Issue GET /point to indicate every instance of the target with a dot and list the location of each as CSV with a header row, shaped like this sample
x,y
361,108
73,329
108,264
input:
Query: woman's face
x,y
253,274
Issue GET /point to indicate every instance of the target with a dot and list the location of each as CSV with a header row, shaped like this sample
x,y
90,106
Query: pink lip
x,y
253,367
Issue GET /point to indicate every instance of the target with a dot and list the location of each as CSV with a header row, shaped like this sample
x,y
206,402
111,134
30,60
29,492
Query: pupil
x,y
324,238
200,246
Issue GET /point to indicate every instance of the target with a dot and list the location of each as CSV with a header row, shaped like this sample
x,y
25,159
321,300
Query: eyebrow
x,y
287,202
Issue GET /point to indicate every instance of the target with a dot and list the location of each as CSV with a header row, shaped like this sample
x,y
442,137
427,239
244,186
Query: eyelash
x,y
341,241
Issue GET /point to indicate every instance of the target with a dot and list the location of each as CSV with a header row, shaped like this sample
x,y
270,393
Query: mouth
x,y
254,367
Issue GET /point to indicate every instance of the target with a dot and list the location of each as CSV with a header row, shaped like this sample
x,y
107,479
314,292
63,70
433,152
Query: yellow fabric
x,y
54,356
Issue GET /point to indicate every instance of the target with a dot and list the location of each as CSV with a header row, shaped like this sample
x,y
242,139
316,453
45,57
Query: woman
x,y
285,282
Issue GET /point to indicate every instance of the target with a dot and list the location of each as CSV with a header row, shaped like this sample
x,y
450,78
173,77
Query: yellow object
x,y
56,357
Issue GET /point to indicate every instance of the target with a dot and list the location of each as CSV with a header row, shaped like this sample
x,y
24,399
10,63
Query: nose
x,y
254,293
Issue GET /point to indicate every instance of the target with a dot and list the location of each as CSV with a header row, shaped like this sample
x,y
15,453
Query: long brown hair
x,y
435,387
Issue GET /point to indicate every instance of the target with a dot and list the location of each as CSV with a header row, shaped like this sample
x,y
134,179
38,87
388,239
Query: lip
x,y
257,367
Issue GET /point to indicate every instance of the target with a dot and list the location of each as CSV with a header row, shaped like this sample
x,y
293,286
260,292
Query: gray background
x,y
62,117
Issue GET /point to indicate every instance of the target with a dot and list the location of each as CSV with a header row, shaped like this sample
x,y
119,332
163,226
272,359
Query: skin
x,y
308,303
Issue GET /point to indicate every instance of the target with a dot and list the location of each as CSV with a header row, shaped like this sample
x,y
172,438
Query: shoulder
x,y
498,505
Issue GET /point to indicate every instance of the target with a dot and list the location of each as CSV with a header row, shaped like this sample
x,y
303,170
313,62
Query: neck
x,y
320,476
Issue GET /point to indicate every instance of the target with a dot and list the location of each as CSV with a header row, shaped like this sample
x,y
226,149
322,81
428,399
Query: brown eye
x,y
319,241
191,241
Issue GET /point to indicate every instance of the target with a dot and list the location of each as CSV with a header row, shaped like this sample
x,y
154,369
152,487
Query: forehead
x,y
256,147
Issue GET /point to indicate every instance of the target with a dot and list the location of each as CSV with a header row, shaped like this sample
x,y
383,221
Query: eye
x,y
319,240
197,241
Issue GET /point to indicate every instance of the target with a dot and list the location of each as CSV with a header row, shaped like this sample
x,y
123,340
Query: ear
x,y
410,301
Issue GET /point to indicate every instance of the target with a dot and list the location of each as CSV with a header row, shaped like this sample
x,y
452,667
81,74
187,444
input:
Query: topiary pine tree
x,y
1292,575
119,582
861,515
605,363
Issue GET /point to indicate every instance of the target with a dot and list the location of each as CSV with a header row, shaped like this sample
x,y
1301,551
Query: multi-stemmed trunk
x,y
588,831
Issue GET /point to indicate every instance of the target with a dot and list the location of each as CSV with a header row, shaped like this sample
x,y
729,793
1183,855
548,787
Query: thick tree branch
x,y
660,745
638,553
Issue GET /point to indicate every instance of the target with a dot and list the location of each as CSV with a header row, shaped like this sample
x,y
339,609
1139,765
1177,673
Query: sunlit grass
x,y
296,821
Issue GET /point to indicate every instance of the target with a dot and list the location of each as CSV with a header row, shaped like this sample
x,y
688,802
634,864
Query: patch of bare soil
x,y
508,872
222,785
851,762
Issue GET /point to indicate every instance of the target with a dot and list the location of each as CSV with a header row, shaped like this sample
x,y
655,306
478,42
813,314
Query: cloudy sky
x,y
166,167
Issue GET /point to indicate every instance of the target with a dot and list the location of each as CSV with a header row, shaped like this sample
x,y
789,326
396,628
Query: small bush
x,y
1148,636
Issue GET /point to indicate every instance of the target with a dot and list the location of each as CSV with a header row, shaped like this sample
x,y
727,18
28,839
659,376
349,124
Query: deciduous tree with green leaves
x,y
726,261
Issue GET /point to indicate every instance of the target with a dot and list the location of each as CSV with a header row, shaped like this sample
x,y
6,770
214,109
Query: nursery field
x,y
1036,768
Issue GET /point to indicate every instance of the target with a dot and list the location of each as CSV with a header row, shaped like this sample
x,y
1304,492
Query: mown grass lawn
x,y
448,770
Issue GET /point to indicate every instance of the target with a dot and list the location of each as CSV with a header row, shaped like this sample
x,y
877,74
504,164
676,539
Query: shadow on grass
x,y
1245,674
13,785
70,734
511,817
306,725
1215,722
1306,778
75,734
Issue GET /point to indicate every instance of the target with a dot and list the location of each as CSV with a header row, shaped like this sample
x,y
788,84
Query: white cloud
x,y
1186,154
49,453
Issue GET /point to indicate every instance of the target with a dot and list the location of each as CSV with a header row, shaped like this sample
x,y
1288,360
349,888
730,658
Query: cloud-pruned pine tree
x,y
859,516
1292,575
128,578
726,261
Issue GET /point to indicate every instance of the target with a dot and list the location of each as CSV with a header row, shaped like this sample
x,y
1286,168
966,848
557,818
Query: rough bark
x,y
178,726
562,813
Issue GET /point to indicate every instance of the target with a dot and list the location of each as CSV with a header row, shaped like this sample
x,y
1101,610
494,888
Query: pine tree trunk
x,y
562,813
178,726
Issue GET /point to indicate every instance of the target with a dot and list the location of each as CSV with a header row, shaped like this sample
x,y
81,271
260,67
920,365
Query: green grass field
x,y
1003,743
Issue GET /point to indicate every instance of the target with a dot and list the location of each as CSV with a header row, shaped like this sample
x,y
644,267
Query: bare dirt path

WRITTEN EXERCISE
Copy all the entries verbatim.

WRITTEN RESPONSE
Issue GET /point to indicate every instance of the target with a dot and list the location of each as CSV with a header row, shaped like this sample
x,y
361,108
73,329
108,264
input:
Query: woman's face
x,y
253,274
Issue GET /point to indicate every instance of the target with a dot and list the location of each as CSV with a header row, shaped like this sample
x,y
90,106
Query: pink lip
x,y
253,367
Issue GET /point to indicate every instance of the target with a dot and list the location of each as CSV with a header row, shaped like this sample
x,y
206,402
111,134
30,60
29,492
Query: pupil
x,y
324,238
200,246
Issue GET /point to indicate every instance of the target with a dot and list the location of each as CSV with a header row, shaped like this sample
x,y
25,159
321,300
Query: eyebrow
x,y
287,202
Issue GET /point to indicate every instance of the target with a dot and list the location of each as CSV with a header row, shaped like this sample
x,y
442,137
427,239
244,186
Query: eyelash
x,y
341,241
Issue GET /point to indicate every instance of the target with a dot and list the location of each as CSV with a header row, shaped like this sample
x,y
270,393
Query: mouth
x,y
254,367
Issue GET /point to indicate every instance of the target with a dot and list the location of each as CSV with a header row, shaped like this sample
x,y
107,479
314,292
63,70
433,152
Query: yellow fabric
x,y
54,356
Issue GET /point to indicate every instance of the target with a dot and list the location of each as CSV with a header row, shaped like this sample
x,y
242,139
316,453
45,57
Query: woman
x,y
285,282
Issue GET /point to indicate every instance of the target with a dot and list the location of each as CSV with a header row, shaped like this sample
x,y
450,78
173,77
Query: yellow object
x,y
56,357
Issue GET /point to indicate every instance of the target with a dot and list the location of each as CSV with a header row, shaped like this sample
x,y
24,399
10,63
Query: nose
x,y
254,293
Issue GET /point to indicate every instance of the target with a dot and list the location of each as CSV with a header row, shaped like this sample
x,y
15,453
Query: long brown hair
x,y
435,387
Issue GET /point to indicate every instance of the target with a dot and list the location of each as CSV with a header row, shaped like this sample
x,y
134,179
38,87
388,239
Query: lip
x,y
257,367
Issue GET /point to indicate every instance of the target with a dot and list the location of each as CSV with a header row, shaped like this sample
x,y
293,286
260,292
Query: gray background
x,y
62,117
Issue GET /point to indicate every instance of the target with a dot and list the location of each as CSV with a header row, shaped like this sample
x,y
119,332
163,226
272,359
Query: skin
x,y
308,303
Issue GET /point to indicate every instance of the target with a dot and list the location of each as CSV with a header row, shaped like this sample
x,y
172,438
Query: shoulder
x,y
498,505
Issue GET /point to indicate every instance of the target with a dot and list the location of each as CSV with a header row, shaped like this sample
x,y
303,170
313,62
Query: neck
x,y
320,476
Issue GET /point to indicate every instance of the target with a dot and list the location of each as CSV with a header row, shaped like this sample
x,y
226,149
322,81
428,399
Query: brown eye
x,y
319,241
191,241
Issue GET /point to indicate every instance of the target with a dot and list the location of each as CSV with a header row, shaped like this sample
x,y
154,369
152,487
Query: forehead
x,y
256,147
Issue GET /point to indicate every instance of the target with a dot and list the location of each as CSV with a header row, shaped like this sample
x,y
383,221
Query: eye
x,y
319,240
197,241
Issue GET /point to indicate every instance of the target with a dot and list the location of each as CSV with a header row, shaped like this sample
x,y
123,340
Query: ear
x,y
410,301
Issue GET /point to indicate every instance of the target with a dot and list the location of each as CSV with a header row, shaped like this sample
x,y
452,667
81,74
187,444
input:
Query: topiary pine tree
x,y
1292,575
119,582
861,515
605,363
Issue GET /point to indicate every instance of the target with a dot and list the location of each as CSV with a header row, shaped like this sample
x,y
1301,551
Query: multi-stemmed trunk
x,y
588,831
Issue GET /point to indicate every instance of the target with a dot and list the location of each as CSV with a header row, shaped like this sample
x,y
729,793
1183,855
548,787
Query: thick tree branch
x,y
660,745
638,553
Issue GET /point to indicate every instance of the target with a dot and list the location of each as CSV with a header row, shaped like this sample
x,y
339,609
1139,765
1177,673
Query: sunlit grass
x,y
296,821
Issue GET /point to indicate every instance of the target with a dot and list the location of each as CSV with a header row, shaped like this sample
x,y
688,802
634,864
Query: patch of bare soil
x,y
508,872
222,785
851,762
Issue GET /point to indicate every instance of the target with a dot and list the location of each as CSV with a header row, shaped like this sample
x,y
655,306
478,42
813,314
Query: cloudy sky
x,y
166,167
Issue GET /point to indicate every instance of the target with a dot and list the location of each as CSV with a header row, shaped like this sample
x,y
789,326
396,628
Query: small bush
x,y
1148,636
Issue GET /point to indicate every instance of the target with a dot and list the location of each as CSV with a header row, shaped like this sample
x,y
727,18
28,839
659,376
349,124
Query: deciduous tree with green leaves
x,y
726,261
Issue GET /point to indicate every instance of the target with a dot and list the location of each as CSV with a header row, shaped like this sample
x,y
6,770
214,109
Query: nursery field
x,y
1036,768
Issue GET /point to indicate every instance of the target with a dot and list the location of each as CSV with a header row, shaped like this sample
x,y
1304,492
Query: mown grass lawn
x,y
448,770
Issue GET /point to indicate every instance of the target with a dot and list the location of each as CSV with a header row, shaped like this sample
x,y
877,74
504,164
676,539
Query: shadow on grass
x,y
1245,674
13,785
70,734
511,817
306,725
1215,722
1306,778
75,734
Issue GET /point to indicate every instance of the target with a dot and list the location of each as CSV with a header row, shaped like this sample
x,y
788,84
Query: white cloud
x,y
1186,154
49,453
Issue GET /point to indicate every instance of the target with a dot and list the location of each as CSV with a header row, shaped like this sample
x,y
1288,360
349,888
730,658
Query: cloud-pruned pine tree
x,y
859,516
1292,575
128,578
726,261
Issue GET /point to indicate every instance of the target with a dot and list the location of each as CSV with a header row, shaped like this sample
x,y
1286,168
966,848
557,818
Query: rough bark
x,y
178,726
562,813
Issue GET /point to indicate every instance of the target with a dot and list the location of each as CSV with a header row, shaped like this sample
x,y
1101,610
494,888
Query: pine tree trunk
x,y
562,813
178,726
Issue GET /point to indicate every instance of the target with a dot and list the location of each as CSV with a header row, shaped like this sample
x,y
81,271
260,67
920,365
Query: green grass field
x,y
1003,743
Issue GET /point to indicate every instance of the target with a dot and list the location of each as CSV with a header row, shaped like this sample
x,y
644,267
Query: bare dirt path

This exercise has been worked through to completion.